==== INFORMATION ====

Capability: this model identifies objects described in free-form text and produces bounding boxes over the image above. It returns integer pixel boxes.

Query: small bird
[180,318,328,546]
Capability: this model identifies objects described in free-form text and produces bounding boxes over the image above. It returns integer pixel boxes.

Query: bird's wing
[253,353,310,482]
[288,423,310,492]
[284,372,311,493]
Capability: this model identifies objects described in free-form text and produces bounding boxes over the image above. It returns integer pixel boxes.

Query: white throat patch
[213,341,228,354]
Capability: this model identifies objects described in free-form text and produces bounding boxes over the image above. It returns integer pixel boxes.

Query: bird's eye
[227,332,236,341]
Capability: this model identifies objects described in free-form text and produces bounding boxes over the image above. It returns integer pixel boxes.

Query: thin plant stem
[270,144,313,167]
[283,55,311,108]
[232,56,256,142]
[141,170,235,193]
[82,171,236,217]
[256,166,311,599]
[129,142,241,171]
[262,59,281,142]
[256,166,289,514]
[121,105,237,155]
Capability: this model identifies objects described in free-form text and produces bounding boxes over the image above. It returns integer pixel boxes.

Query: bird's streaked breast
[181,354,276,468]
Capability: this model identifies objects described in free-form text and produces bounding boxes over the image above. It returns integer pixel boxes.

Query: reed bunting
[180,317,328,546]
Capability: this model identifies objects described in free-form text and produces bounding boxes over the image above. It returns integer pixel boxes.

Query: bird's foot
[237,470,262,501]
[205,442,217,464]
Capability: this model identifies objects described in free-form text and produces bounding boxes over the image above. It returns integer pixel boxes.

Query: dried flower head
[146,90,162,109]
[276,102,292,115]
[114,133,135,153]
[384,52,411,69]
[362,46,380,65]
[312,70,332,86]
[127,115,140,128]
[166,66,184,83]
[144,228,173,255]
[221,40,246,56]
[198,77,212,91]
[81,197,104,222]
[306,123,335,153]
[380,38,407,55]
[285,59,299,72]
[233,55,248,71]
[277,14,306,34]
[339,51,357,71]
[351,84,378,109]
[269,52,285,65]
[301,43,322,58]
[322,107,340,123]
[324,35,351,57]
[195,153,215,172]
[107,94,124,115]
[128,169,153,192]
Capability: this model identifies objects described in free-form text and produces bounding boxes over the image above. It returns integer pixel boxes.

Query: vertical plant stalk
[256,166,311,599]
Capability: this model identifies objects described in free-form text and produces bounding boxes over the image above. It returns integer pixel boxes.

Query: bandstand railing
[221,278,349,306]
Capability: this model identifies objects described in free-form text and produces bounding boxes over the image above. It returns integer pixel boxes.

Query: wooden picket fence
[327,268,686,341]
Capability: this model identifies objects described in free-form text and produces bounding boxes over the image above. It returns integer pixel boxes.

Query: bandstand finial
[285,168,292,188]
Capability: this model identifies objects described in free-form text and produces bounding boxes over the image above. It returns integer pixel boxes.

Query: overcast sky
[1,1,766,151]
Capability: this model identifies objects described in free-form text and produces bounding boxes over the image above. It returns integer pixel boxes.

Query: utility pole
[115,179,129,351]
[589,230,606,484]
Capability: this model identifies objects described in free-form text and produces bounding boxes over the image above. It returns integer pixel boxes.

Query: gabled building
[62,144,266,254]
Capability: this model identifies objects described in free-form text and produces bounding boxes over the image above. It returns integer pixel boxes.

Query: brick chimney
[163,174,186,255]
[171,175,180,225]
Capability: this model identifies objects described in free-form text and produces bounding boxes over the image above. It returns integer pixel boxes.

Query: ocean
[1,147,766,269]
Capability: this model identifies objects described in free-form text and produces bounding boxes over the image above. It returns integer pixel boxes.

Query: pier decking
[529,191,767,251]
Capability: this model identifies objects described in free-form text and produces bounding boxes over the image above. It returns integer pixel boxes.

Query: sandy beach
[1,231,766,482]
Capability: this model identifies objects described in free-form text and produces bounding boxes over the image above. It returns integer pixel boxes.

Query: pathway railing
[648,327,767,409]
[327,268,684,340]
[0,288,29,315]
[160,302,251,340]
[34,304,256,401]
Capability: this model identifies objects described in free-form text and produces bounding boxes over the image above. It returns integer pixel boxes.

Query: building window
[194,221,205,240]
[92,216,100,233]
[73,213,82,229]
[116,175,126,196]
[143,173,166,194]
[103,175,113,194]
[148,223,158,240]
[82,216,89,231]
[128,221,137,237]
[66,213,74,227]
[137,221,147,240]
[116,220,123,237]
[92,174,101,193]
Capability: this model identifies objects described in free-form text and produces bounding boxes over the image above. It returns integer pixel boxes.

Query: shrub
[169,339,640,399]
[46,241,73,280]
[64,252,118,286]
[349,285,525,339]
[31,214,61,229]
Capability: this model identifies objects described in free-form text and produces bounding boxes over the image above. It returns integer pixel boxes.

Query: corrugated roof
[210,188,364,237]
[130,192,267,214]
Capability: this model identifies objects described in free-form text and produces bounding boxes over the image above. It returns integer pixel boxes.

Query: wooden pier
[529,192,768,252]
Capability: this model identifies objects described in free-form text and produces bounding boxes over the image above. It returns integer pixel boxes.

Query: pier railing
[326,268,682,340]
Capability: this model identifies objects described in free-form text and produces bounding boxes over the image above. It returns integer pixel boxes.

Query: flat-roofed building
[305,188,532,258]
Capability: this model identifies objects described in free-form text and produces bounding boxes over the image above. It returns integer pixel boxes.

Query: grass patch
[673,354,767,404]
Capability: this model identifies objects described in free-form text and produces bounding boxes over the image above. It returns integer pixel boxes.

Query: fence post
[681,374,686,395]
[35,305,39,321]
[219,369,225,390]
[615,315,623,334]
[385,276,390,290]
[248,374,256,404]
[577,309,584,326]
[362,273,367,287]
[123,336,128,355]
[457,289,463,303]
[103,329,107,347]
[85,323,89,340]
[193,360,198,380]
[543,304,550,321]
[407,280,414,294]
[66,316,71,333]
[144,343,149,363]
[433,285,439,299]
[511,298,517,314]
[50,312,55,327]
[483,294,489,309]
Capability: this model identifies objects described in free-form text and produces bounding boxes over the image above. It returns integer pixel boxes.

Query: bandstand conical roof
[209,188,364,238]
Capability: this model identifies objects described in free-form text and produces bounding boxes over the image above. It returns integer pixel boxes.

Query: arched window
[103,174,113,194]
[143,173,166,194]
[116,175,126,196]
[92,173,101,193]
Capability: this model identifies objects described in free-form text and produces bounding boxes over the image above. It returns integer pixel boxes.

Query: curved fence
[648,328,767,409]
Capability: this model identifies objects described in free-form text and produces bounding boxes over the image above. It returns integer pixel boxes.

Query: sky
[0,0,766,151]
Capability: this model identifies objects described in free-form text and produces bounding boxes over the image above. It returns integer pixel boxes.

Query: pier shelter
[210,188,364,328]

====

• REQUIRED WORK
Could you reproduce every record exactly as it appears?

• YOUR SOLUTION
Capability: this model identifies objects described in free-form text and produces bounding boxes over the image above. It returns integer pixel boxes.

Query: small bird
[180,318,328,546]
Capability: this model identifies objects described in free-form text and produces bounding boxes over the image above. It returns integer pixel boxes.

Query: bird's wing
[253,353,310,482]
[288,423,310,492]
[284,372,311,493]
Capability: this model identifies objects described in free-form text and produces bounding boxes over the image above. It returns integer pixel boxes.

Query: white throat patch
[213,341,228,354]
Capability: this model identifies objects described in free-form text and produces bounding boxes over the image above. It returns integer pixel boxes.

Query: bird's eye
[227,332,236,341]
Capability: this model identifies objects described in free-form text and produces bounding boxes over the image above. It returns integer pixel boxes.

Query: thin plant stem
[270,144,313,167]
[283,55,311,108]
[232,56,256,142]
[141,170,235,193]
[82,171,236,217]
[256,166,311,599]
[129,142,241,171]
[262,59,281,142]
[256,166,289,514]
[121,105,237,155]
Capability: this model identifies objects described in free-form text and produces bounding boxes over the image above. It returns integer pixel boxes.

Query: bird's streaked breast
[181,354,276,468]
Capability: this model identifies objects described in free-form text and produces bounding boxes over the image above. It returns integer pixel boxes.

Query: reed bunting
[180,317,328,546]
Capability: this model identifies objects described in free-form text and produces bounding boxes over the image above. It returns integer pixel boxes.

Query: bird's foot
[237,470,262,501]
[205,442,217,464]
Capability: this model identifies objects described in free-form text and produces bounding boxes over the image above. It returns integer pixel boxes.

Query: dried flower head
[146,90,162,109]
[276,102,292,115]
[114,133,135,153]
[384,52,411,69]
[362,46,380,65]
[312,70,332,86]
[127,115,140,128]
[166,66,184,83]
[144,228,173,255]
[221,40,246,56]
[198,77,212,91]
[81,197,104,222]
[306,123,335,153]
[380,38,407,55]
[285,59,299,72]
[233,55,248,71]
[277,14,306,34]
[339,51,357,71]
[351,84,378,109]
[269,52,285,65]
[301,43,322,58]
[322,107,340,123]
[324,35,351,57]
[195,153,215,172]
[107,94,124,115]
[128,169,153,192]
Capability: this model identifies objects described in free-form text and produces bounding boxes over the image above. It returns integer pixel boxes.

Query: vertical plant stalk
[256,166,311,599]
Capability: this model identifies objects described in free-form text and produces bounding boxes over the image above. It returns integer pixel boxes.

Query: bandstand railing
[221,278,349,306]
Capability: this model identifies objects described in free-form text and produces bounding boxes over the image above. It returns integer pixel boxes.

Query: wooden picket fence
[327,268,686,341]
Capability: this model identifies objects described in free-form text and produces bounding boxes over the image above. It returns integer pixel boxes.

Query: bandstand finial
[285,168,292,188]
Capability: this model identifies objects described in free-form text and produces bounding boxes over the image above. It returns integer pixel boxes.

Query: overcast sky
[1,1,766,151]
Capability: this model identifies objects described in free-form text and produces bounding boxes over the image above. It returns integer pixel boxes.

Query: utility pole
[115,179,129,351]
[589,230,606,484]
Capability: this model identifies objects described in free-form text and produces bounding boxes over the image above. It returns integer pixel boxes.

Query: gabled building
[62,144,266,254]
Capability: this model identifies objects described in free-form text and produces bounding boxes over the image above. It returns integer pixel boxes.

Query: brick chimney
[163,174,186,255]
[171,175,180,225]
Capability: this model identifies objects described in free-form text and produces bounding boxes over the image above. It returns integer pixel boxes.

Query: ocean
[1,147,766,269]
Capability: this model identifies objects described in free-form text and produces bounding boxes over the image above. It returns integer pixel boxes.

Query: pier decking
[529,191,767,251]
Capability: this model identifies objects described in free-form text and produces bounding boxes over the image above. It returns integer pixel boxes.

Query: sandy beach
[1,231,766,482]
Capability: this model identifies objects described in free-form text and produces bounding boxes over the image above. It returns integer pixel boxes.

Query: pathway railing
[648,327,767,409]
[327,268,684,340]
[0,288,29,315]
[160,302,251,340]
[34,304,256,401]
Capability: this model identifies objects described in free-form text and produces bounding boxes over the image above. It returns integer pixel boxes.

Query: building window
[194,221,205,240]
[92,216,100,233]
[73,213,82,229]
[116,175,126,196]
[143,173,166,194]
[103,175,113,194]
[148,223,158,240]
[82,216,89,231]
[128,221,137,237]
[66,213,74,227]
[137,221,147,240]
[116,220,123,237]
[92,174,101,193]
Capability: this model identifies objects described in free-form text and produces bounding boxes over the image above. It returns integer pixel boxes.

Query: shrub
[169,339,640,399]
[46,241,73,280]
[64,252,118,286]
[349,285,525,339]
[31,214,61,229]
Capability: this model identifies objects described in free-form text and produces bounding boxes over the image above. It returns integer pixel boxes.

Query: corrugated roof
[210,188,364,237]
[130,192,267,214]
Capability: this model identifies objects described in free-form text and produces bounding boxes over the image above. It returns integer pixel boxes.

Query: wooden pier
[529,192,768,252]
Capability: this model identifies objects described in free-form text and produces bounding boxes over the image above. It returns integer pixel boxes.

Query: pier railing
[326,268,682,340]
Capability: this model identifies objects described in free-form text and produces bounding boxes over the image above. It returns integer pixel boxes.

Query: flat-roofed building
[305,188,532,258]
Capability: this model identifies objects described in free-form text and produces bounding boxes over the image above. It returns integer pixel boxes.

Query: grass patch
[673,354,767,404]
Capability: this model identifies objects described in free-form text and produces bounding boxes over the image above. It returns integer pixel boxes.

Query: fence post
[681,374,686,395]
[35,305,39,321]
[219,369,225,390]
[615,315,623,334]
[385,276,390,290]
[248,374,256,404]
[577,309,584,326]
[362,273,367,287]
[123,336,128,355]
[457,289,463,303]
[103,329,107,347]
[85,323,89,340]
[193,360,198,380]
[543,304,550,321]
[407,280,414,294]
[66,316,71,333]
[144,343,149,363]
[433,285,439,299]
[511,298,517,314]
[50,312,55,327]
[483,294,489,309]
Capability: this model identifies objects described in free-form text and produces bounding boxes over the image above. It returns integer pixel boxes.

Query: bandstand conical roof
[209,188,364,238]
Capability: this model identifies objects described in free-form text and produces bounding boxes over the image above. It returns integer pixel boxes.

Query: arched window
[103,174,113,194]
[143,173,166,194]
[116,175,126,196]
[92,173,101,193]
Capability: this model identifies objects described in free-form text and produces bounding boxes over the image above. It returns integer pixel boxes.

Query: curved fence
[648,328,767,409]
Capability: this model identifies objects described in free-form text and produces bounding boxes over the image above. It returns integer pixel boxes.

Query: sky
[0,0,766,151]
Capability: this model identifies objects described in free-form text and produces bounding boxes over the image above. It returns integer pixel boxes.

Query: pier shelter
[210,188,364,328]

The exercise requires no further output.